Participants and design

Eighty college undergraduates participated for experimental credit, with 20 participants assigned to each condition. A between-subjects, two-factor design was employed, with learning method (repeated study vs. repeated retrieval) and number of recalls (single recall vs. two recalls) as the factors. The four conditions included repeated-study–single-recall, repeated-retrieval–single-recall, repeated-study–two-recalls, and repeated-retrieval–two-recalls. Each condition was divided into two broad segments: the learning method segment that consisted of three phases where participants were exposed to the stimuli in one of two formats (repeated study or repeated retrieval) and the retrieval measures segment that consisted of the final test(s) where the participants recalled the studied material either once on a delayed test or twice on both immediate and delayed tests. The within-subjects conditions with two successive recalls constituted a key part of the design to test the changes in recall and retrieval organization as a function of delay.

Materials

The stimuli consisted of 180 categorized words, with 15 categories and 12 exemplars per category (Van Overschelde, Rawson, & Dunlosky, 2004). We purposely selected categorized words because they lend themselves to the calculation of conceptual retrieval organization scores via the ARC measure (Roenker et al., 1971). ARC scores represent the strength of retrieval organization in terms of category repetitions and are calculated by quantifying the degree to which participants cluster items from the same taxonomic category at recall. ARC is considered one of the most valid measures of organization because it sets upper and lower bounds on the amount of clustering possible and takes into account the proportion of actual clusters to the total number of clusters possible.

*Listed entries*
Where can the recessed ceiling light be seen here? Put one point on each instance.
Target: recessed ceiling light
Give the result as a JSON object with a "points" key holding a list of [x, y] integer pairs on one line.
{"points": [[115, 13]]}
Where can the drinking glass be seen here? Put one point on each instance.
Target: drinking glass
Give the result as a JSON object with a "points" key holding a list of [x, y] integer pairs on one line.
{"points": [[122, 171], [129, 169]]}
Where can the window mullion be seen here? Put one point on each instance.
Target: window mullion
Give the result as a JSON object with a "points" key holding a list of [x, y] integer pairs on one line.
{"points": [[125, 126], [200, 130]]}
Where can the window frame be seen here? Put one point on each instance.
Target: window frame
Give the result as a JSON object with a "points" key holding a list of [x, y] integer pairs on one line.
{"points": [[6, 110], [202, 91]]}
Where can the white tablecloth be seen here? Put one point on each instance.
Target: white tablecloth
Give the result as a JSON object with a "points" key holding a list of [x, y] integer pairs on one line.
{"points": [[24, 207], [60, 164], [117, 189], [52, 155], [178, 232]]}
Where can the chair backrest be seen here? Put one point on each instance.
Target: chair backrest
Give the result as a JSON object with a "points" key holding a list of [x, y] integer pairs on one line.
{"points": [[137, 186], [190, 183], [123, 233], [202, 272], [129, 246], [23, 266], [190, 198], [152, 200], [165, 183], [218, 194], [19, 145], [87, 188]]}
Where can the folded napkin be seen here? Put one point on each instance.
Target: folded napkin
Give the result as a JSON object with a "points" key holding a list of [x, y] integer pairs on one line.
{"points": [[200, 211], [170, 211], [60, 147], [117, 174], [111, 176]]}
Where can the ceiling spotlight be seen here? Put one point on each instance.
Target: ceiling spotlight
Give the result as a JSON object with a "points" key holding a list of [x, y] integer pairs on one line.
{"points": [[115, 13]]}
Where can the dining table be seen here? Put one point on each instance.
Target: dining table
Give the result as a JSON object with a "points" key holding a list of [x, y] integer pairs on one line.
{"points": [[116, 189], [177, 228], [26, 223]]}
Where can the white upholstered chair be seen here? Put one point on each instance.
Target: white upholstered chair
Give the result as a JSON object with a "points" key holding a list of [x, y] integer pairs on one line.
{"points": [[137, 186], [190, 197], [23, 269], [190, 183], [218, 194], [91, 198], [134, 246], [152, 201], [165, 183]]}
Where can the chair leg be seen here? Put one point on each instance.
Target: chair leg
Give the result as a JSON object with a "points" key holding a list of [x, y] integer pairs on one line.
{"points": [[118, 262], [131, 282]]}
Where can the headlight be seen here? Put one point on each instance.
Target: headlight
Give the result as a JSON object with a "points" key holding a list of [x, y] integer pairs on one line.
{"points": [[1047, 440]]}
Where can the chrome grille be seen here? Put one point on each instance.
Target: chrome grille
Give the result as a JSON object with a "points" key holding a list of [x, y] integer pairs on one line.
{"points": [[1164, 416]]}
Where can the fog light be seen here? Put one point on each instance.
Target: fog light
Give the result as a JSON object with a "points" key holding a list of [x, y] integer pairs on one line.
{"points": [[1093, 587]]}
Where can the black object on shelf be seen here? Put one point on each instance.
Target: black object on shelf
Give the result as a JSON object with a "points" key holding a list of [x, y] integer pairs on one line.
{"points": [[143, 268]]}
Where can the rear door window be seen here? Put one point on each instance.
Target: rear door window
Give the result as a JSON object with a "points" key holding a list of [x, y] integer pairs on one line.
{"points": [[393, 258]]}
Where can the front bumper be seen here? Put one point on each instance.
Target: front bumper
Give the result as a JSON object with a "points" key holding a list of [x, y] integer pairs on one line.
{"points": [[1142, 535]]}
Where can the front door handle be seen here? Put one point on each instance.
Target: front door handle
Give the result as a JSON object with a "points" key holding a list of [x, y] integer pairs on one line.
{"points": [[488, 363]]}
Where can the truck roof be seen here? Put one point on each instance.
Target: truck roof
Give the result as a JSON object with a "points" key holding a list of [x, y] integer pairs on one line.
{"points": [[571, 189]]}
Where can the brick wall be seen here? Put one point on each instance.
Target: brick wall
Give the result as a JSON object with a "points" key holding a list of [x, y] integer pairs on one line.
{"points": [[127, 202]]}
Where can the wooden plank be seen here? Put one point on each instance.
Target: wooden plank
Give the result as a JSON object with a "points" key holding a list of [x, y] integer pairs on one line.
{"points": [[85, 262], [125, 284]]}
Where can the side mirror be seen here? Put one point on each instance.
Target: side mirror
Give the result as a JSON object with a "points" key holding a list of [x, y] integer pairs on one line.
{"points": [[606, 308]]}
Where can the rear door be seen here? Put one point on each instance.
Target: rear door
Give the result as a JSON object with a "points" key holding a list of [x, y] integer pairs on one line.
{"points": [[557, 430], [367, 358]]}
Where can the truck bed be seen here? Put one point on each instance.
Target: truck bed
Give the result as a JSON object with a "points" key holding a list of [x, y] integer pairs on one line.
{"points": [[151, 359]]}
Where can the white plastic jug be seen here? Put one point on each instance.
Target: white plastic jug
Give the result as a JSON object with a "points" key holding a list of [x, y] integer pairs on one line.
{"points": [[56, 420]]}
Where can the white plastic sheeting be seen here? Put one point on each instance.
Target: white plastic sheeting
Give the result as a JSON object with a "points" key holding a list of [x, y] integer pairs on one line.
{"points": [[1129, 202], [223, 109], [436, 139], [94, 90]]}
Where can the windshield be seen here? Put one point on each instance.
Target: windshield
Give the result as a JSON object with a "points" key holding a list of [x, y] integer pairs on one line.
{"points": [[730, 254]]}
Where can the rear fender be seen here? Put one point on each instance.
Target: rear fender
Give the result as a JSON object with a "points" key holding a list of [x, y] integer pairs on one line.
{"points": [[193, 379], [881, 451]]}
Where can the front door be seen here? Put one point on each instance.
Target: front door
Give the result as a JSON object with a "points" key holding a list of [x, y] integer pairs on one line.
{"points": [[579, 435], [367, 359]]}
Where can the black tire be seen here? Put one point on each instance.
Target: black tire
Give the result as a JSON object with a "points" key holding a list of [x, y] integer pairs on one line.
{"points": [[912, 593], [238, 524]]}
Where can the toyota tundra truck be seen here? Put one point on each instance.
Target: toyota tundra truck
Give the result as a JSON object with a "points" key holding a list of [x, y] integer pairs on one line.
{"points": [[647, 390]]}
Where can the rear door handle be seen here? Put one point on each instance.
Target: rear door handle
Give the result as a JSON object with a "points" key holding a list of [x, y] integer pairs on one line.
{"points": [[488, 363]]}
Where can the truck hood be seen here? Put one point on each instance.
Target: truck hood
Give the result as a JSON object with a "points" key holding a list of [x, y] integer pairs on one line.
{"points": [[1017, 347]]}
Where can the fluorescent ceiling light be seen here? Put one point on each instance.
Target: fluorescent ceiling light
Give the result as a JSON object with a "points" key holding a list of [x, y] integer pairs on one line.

*Exercise set*
a. Give again the part of the method description from "The stimuli consisted" to "of clusters possible.", word for word.
b. According to the method description, why were categorized words chosen as the stimuli? Answer in one to three sentences.

*Answers to the exercises*
a.
The stimuli consisted of 180 categorized words, with 15 categories and 12 exemplars per category (Van Overschelde, Rawson, & Dunlosky, 2004). We purposely selected categorized words because they lend themselves to the calculation of conceptual retrieval organization scores via the ARC measure (Roenker et al., 1971). ARC scores represent the strength of retrieval organization in terms of category repetitions and are calculated by quantifying the degree to which participants cluster items from the same taxonomic category at recall. ARC is considered one of the most valid measures of organization because it sets upper and lower bounds on the amount of clustering possible and takes into account the proportion of actual clusters to the total number of clusters possible.

b. Categorized words were chosen because they allow conceptual retrieval organization scores to be calculated with the ARC measure. ARC gauges how strongly participants cluster items from the same taxonomic category when they recall them.